▶ _Selected excerpt_
Rajavardan is an Indian actor, who works in Kannada cinema.

== Early life and education ==
Rajavardan was born in Bangalore, Karnataka, India to Dingri Nagaraj. He developed an early interest in performing arts, influenced by his father. He spent much of his childhood watching and participating in stage dramas. He completed his higher education in Bangalore and earned a Master of Visual Arts (MVA) degree from Karnataka Chitrakala Parishath, graduating as a top student.

Despite his academic background in visual arts, Rajavardan had a strong desire to act. He actively participated in theatre groups in Bangalore, joining several stage productions and gaining hands on experience in performance.

== Acting career ==
Rajavardan gained recognition with the historical period film Bicchugatti (2020). The film received positive reviews, and his performance was noted by critics. Veteran composer Hamsalekha appreciated his work in the film and commented on his potential.

He later appeared in Pranayam (2024), a romantic drama that received positive reviews, particularly for his performance. That same year, he starred in Hiranya, a gangster themed film that received mixed responses but performed well commercially. His sports drama Gajarama (2025), in which he portrayed a wrestler, marked another release in his career. In addition to acting, he is associated with a production banner named Barn Swallow Company.

== Filmography ==

Films

| Year | Film | Role | Notes | Ref. |
| 2020 | Bicchugatti: Chapter 1 − Dalvayi Dange | Brahamanna Nayaka |  |  |
| 2024 | Pranayam | Gautham |  |  |
| Hiranya | Raana |  |  |
| 2025 | Gajarama | Rama |  |  |
| 2025 | Kamal Sridevi | —N/a | As co-producer |  |
| 2026 | Jawa | TBA |  |  |

== Social work ==
He pledged to donate his eyes to Minto Hospital and committed his full body for organ donation to BGS Hospital, making a meaningful contribution to eye and organ donation. He has also been actively involved in several other social initiatives.

▶ _Dataset excerpts_
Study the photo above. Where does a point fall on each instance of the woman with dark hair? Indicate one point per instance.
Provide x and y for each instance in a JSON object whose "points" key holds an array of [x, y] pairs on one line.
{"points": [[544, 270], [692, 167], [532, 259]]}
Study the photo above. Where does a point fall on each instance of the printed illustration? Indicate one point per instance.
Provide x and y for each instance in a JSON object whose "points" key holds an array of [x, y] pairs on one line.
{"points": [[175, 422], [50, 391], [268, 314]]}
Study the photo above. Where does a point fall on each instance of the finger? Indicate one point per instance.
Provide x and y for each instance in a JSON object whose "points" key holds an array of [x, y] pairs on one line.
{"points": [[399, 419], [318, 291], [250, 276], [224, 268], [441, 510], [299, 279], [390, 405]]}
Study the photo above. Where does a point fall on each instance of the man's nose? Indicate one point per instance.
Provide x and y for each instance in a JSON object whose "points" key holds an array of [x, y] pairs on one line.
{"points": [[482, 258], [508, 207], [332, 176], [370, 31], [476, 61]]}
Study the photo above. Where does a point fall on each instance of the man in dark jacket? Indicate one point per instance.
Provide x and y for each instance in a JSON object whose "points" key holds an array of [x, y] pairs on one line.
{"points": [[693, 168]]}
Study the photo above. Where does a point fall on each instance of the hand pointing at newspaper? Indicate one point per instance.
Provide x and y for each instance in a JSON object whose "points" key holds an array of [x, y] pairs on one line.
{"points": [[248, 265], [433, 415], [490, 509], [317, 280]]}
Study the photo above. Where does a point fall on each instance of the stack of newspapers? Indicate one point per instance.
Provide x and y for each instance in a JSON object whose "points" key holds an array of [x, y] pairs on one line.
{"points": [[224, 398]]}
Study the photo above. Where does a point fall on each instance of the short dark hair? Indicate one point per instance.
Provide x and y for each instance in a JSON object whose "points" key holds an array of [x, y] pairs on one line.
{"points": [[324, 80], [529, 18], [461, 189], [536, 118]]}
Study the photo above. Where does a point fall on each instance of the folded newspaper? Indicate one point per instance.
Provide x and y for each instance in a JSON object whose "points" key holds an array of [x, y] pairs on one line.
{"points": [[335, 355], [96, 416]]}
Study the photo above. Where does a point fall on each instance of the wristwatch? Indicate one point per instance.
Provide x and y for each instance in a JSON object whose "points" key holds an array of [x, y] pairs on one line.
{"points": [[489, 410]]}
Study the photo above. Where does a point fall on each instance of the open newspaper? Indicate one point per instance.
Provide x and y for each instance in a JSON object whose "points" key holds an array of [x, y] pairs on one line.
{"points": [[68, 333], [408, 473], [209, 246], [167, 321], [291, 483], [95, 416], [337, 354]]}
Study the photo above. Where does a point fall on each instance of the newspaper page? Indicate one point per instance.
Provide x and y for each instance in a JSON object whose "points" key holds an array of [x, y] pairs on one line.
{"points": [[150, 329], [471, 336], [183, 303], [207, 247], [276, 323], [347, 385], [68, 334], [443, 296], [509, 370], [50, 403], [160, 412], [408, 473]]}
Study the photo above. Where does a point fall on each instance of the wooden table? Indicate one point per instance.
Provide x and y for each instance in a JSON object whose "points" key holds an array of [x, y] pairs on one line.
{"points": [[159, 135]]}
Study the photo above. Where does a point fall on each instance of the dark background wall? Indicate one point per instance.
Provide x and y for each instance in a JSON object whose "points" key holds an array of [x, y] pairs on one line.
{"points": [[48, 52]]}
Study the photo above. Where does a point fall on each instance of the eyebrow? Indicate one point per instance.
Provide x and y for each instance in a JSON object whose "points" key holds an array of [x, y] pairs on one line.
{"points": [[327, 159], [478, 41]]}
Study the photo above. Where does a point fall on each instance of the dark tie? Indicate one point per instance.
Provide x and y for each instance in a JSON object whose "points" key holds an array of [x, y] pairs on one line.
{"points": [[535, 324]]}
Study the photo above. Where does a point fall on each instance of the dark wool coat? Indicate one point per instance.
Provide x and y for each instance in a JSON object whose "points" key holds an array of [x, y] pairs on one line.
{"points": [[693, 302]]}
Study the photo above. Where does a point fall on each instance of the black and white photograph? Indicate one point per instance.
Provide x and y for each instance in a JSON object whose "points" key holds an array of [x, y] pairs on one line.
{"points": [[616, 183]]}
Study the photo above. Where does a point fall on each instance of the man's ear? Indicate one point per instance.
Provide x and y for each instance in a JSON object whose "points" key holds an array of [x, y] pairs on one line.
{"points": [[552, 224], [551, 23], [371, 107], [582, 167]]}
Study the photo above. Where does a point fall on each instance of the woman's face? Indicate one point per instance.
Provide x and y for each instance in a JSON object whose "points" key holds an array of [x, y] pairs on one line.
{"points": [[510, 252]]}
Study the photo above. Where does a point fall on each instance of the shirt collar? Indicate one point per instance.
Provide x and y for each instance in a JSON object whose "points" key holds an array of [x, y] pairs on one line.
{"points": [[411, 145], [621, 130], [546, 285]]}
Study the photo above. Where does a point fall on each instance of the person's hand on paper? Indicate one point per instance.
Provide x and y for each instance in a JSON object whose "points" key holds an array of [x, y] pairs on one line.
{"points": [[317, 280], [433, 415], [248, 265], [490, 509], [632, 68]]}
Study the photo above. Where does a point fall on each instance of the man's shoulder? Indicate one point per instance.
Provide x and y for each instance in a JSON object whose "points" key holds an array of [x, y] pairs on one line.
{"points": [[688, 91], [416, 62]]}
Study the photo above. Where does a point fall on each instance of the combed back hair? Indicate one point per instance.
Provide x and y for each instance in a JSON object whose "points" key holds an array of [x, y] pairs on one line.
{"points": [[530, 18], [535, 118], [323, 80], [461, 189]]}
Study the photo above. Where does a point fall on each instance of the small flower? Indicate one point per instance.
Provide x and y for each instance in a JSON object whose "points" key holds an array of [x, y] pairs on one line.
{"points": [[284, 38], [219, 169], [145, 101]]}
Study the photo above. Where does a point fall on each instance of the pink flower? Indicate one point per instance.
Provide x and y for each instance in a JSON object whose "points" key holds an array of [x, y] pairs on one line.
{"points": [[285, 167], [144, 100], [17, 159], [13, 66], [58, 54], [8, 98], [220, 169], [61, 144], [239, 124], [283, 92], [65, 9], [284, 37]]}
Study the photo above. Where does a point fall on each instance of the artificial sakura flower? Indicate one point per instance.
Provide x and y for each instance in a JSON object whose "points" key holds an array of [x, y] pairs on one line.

▶ _Task instructions_
A – Translate this sentence from the passage on Rajavardan into Spanish: "Rajavardan gained recognition with the historical period film Bicchugatti (2020)."
B – Reproduce the part of the passage on Rajavardan starting at "Rajavardan is an" and ending at "experience in performance.".
The listing plays no part in what follows.

▶ _Answers by item number_
A – Rajavardan obtuvo reconocimiento con la película histórica de época Bicchugatti (2020).

B –
Rajavardan is an Indian actor, who works in Kannada cinema.

== Early life and education ==
Rajavardan was born in Bangalore, Karnataka, India to Dingri Nagaraj. He developed an early interest in performing arts, influenced by his father. He spent much of his childhood watching and participating in stage dramas. He completed his higher education in Bangalore and earned a Master of Visual Arts (MVA) degree from Karnataka Chitrakala Parishath, graduating as a top student.

Despite his academic background in visual arts, Rajavardan had a strong desire to act. He actively participated in theatre groups in Bangalore, joining several stage productions and gaining hands on experience in performance.